### Assignment:
Take the records below and retype them line by line, from the first line through the one containing "Segment white ceiling from the image above."; stop there.
---------- Data provided ----------
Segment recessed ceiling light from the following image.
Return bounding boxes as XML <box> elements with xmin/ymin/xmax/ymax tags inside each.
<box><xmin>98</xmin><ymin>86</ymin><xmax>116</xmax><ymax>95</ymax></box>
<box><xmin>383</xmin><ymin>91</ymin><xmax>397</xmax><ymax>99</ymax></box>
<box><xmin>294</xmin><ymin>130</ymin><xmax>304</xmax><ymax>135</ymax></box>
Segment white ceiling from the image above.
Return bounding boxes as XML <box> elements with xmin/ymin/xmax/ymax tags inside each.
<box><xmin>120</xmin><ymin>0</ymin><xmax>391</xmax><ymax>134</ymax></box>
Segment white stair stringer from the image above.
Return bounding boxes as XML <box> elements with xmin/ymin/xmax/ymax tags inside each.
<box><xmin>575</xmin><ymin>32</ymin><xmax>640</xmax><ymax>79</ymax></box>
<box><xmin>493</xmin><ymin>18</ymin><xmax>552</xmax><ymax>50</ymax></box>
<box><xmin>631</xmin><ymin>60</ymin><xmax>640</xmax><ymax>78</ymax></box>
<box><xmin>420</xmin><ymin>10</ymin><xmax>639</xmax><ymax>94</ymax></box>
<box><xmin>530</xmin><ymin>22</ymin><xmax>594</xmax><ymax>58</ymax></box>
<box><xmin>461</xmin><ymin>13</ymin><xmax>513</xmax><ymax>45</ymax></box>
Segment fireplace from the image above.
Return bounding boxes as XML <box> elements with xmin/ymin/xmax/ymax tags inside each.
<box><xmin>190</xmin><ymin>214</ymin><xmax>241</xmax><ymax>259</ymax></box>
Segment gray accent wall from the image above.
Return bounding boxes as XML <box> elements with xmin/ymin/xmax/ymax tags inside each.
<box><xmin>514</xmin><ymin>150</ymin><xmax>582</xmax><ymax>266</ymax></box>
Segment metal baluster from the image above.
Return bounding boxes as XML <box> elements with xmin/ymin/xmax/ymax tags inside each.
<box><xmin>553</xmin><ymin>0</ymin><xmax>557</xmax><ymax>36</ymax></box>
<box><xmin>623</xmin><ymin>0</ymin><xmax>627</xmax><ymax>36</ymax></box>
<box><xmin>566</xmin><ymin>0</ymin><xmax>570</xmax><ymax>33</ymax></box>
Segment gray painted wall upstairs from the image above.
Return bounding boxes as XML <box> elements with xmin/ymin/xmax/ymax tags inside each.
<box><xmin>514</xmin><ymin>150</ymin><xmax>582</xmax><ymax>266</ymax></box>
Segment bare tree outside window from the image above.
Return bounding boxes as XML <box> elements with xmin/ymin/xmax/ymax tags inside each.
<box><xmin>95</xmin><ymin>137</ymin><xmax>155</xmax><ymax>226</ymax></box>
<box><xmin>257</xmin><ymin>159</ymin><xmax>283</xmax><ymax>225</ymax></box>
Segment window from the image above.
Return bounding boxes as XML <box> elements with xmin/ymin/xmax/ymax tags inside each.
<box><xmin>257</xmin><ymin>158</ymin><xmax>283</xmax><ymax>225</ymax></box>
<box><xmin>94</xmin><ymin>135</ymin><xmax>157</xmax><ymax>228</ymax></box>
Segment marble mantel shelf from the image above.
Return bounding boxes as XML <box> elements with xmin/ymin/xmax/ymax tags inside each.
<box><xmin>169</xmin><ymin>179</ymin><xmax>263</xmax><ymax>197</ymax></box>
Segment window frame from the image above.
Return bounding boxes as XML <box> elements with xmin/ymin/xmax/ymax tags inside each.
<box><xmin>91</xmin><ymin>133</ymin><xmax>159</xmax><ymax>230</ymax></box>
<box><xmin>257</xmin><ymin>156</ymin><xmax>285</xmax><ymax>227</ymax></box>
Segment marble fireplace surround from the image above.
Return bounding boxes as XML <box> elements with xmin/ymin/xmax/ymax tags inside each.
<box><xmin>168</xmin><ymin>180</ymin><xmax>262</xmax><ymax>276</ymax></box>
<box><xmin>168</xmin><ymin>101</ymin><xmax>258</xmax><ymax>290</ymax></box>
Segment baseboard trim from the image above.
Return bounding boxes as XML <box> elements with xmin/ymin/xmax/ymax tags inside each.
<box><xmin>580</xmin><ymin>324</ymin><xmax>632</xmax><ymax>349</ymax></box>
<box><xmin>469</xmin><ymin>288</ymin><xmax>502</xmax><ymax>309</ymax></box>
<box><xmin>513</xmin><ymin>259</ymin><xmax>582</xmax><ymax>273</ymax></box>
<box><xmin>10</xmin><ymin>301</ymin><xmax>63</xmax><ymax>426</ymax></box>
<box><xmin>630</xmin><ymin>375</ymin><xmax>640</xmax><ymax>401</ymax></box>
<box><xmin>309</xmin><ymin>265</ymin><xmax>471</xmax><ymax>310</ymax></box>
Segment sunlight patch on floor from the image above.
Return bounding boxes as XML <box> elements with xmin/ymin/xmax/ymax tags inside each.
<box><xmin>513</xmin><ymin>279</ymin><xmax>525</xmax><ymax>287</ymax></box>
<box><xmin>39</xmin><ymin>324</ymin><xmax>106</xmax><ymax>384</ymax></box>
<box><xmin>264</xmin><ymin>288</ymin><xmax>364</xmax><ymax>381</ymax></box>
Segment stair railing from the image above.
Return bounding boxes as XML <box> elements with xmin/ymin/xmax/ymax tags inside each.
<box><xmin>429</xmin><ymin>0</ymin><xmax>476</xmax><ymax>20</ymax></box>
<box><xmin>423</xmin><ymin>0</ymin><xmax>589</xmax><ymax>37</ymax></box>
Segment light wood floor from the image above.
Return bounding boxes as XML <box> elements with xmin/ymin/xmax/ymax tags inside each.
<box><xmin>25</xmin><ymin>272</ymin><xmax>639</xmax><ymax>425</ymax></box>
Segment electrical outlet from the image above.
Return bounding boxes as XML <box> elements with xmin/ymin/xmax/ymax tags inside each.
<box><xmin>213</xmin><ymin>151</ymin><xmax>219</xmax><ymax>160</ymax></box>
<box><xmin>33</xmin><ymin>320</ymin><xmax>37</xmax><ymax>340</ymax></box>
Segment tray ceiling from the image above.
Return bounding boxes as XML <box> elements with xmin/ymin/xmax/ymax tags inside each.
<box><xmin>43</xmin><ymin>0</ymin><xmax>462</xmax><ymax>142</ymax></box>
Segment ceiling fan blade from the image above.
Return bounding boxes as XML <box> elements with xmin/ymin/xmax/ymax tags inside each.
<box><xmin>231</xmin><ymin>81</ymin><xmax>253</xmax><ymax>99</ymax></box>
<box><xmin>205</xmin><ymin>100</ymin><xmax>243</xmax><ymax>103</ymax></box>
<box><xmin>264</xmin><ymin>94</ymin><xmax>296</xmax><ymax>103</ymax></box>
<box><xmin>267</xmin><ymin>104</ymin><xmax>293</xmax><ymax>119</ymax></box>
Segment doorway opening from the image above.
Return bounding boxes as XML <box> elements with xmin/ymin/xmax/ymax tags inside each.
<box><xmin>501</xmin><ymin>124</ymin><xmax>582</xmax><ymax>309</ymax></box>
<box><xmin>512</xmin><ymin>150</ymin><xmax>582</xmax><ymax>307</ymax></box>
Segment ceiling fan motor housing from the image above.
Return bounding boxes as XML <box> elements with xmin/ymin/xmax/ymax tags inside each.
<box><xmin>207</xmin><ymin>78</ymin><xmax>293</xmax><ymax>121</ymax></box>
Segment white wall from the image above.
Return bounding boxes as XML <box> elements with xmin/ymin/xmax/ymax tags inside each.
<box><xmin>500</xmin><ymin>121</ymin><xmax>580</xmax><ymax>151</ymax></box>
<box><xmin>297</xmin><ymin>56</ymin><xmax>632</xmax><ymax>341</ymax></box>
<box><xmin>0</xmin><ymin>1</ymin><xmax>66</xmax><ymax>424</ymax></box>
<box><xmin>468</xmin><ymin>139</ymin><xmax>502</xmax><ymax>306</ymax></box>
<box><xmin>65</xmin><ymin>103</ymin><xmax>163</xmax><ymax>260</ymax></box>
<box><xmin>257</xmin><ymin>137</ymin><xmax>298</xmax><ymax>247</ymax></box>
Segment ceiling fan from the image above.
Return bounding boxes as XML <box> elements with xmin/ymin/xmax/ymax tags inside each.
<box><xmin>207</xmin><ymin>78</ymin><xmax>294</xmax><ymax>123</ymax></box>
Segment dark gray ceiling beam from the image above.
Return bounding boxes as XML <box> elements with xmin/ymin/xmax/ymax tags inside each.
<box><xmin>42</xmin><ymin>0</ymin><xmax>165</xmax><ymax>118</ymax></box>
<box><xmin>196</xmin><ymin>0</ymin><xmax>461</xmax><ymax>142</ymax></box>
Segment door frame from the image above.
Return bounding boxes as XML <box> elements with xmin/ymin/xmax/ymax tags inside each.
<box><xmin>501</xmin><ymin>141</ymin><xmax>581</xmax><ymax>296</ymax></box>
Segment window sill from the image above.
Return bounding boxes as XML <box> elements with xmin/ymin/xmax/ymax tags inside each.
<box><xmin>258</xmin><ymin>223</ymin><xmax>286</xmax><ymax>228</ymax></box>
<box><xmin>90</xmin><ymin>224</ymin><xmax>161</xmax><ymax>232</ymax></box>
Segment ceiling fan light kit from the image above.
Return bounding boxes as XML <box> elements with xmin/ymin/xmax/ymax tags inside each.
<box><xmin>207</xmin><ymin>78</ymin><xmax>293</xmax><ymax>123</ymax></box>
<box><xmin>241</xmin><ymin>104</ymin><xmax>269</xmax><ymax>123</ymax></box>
----------
### Answer for the task:
Segment recessed ceiling light from the following image.
Return bounding boxes as XML <box> elements with xmin/ymin/xmax/ymax tags inside each.
<box><xmin>98</xmin><ymin>86</ymin><xmax>116</xmax><ymax>95</ymax></box>
<box><xmin>383</xmin><ymin>91</ymin><xmax>397</xmax><ymax>99</ymax></box>
<box><xmin>294</xmin><ymin>130</ymin><xmax>304</xmax><ymax>135</ymax></box>
Segment white ceiling from the image above.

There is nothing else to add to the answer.